> _Aim of the exercise_: Could you reproduce all of the records exactly?

+===+

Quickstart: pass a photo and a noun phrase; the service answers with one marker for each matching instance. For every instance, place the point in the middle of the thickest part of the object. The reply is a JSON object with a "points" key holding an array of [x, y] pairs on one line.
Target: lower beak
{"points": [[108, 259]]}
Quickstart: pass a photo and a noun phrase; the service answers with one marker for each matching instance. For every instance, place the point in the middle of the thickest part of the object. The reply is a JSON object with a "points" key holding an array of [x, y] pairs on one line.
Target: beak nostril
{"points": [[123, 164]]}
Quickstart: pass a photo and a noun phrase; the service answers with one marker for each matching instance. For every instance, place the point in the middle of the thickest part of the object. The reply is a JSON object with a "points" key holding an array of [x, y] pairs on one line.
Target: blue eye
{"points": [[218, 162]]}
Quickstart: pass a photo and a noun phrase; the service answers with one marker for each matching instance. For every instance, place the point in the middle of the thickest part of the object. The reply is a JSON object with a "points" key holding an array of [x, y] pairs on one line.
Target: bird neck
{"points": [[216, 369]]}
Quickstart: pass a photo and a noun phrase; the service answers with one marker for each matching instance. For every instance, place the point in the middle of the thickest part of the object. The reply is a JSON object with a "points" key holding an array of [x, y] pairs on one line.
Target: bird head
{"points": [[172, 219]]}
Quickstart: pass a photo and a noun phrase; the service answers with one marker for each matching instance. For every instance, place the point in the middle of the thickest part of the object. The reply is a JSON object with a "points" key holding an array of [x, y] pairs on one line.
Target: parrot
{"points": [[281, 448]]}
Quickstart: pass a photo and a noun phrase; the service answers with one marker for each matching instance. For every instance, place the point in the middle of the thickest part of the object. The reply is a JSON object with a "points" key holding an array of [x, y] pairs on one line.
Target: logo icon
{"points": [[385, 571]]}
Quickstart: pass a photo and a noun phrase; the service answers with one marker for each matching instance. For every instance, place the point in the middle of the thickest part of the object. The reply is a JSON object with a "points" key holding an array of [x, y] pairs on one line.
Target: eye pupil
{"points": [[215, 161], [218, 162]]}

+===+

> _Finished exercise_:
Quickstart: pass a photo and a noun phrase; the service answers with one marker for each matching instance. For every instance, place the point in the middle of the thickest part of the object. The reply is a JSON object with a "points" key holding an array of [x, y] pairs on one line.
Target: lower beak
{"points": [[108, 259]]}
Quickstart: pass a photo and a noun phrase; the service answers with one marker for each matching instance. For every instance, place the point in the middle of the thickest part of the object. The reply is a JSON object with a "points" key holding an array of [x, y] pairs on one line.
Target: beak nostril
{"points": [[123, 164]]}
Quickstart: pass a photo and a noun phrase; the service answers with one marker for each matching instance. For every instance, place the point in the middle of the thickest part of the object. The reply is a JSON object with a "points" key holding an array of [x, y] pairs on one line.
Target: blue eye
{"points": [[218, 162]]}
Quickstart: pass a photo and a noun phrase; the service answers with one marker for each matching instance. For every instance, place the point in the middle of the thickest part of the object. The reply is a JSON object with a "points" key holding an array of [x, y] pairs on one line.
Target: bird neck
{"points": [[216, 369]]}
Quickstart: pass a photo and a noun phrase; the service answers with one marker for each matching instance. For every instance, place the point in the middle of the thickest part of the object. The reply is a JSON object with a "points" key holding an array of [x, y] pairs on one line.
Target: bird head
{"points": [[172, 219]]}
Quickstart: pass a photo and a noun phrase; the service answers with one marker for each matching instance. For every instance, place the point in the middle of the thickest part of the object. The reply is a JSON object with a "points" key holding an array of [x, y] pairs on one line.
Target: parrot
{"points": [[281, 448]]}
Quickstart: pass a photo and a noun phrase; the service answers with one marker for each matching instance. For every instance, place the point in the middle of the thickest part of the object. The reply is a JSON object with a "points" key holding an array of [x, y] pairs on one line.
Target: logo icon
{"points": [[385, 571]]}
Quickstart: pass a photo and a noun phrase; the service answers with one marker for each matching instance. For every instance, place the point in the middle of the thickest part of the object. The reply is a JSON object with a "points" key holding an array of [x, y] pairs on one line.
Target: eye pupil
{"points": [[215, 161], [218, 162]]}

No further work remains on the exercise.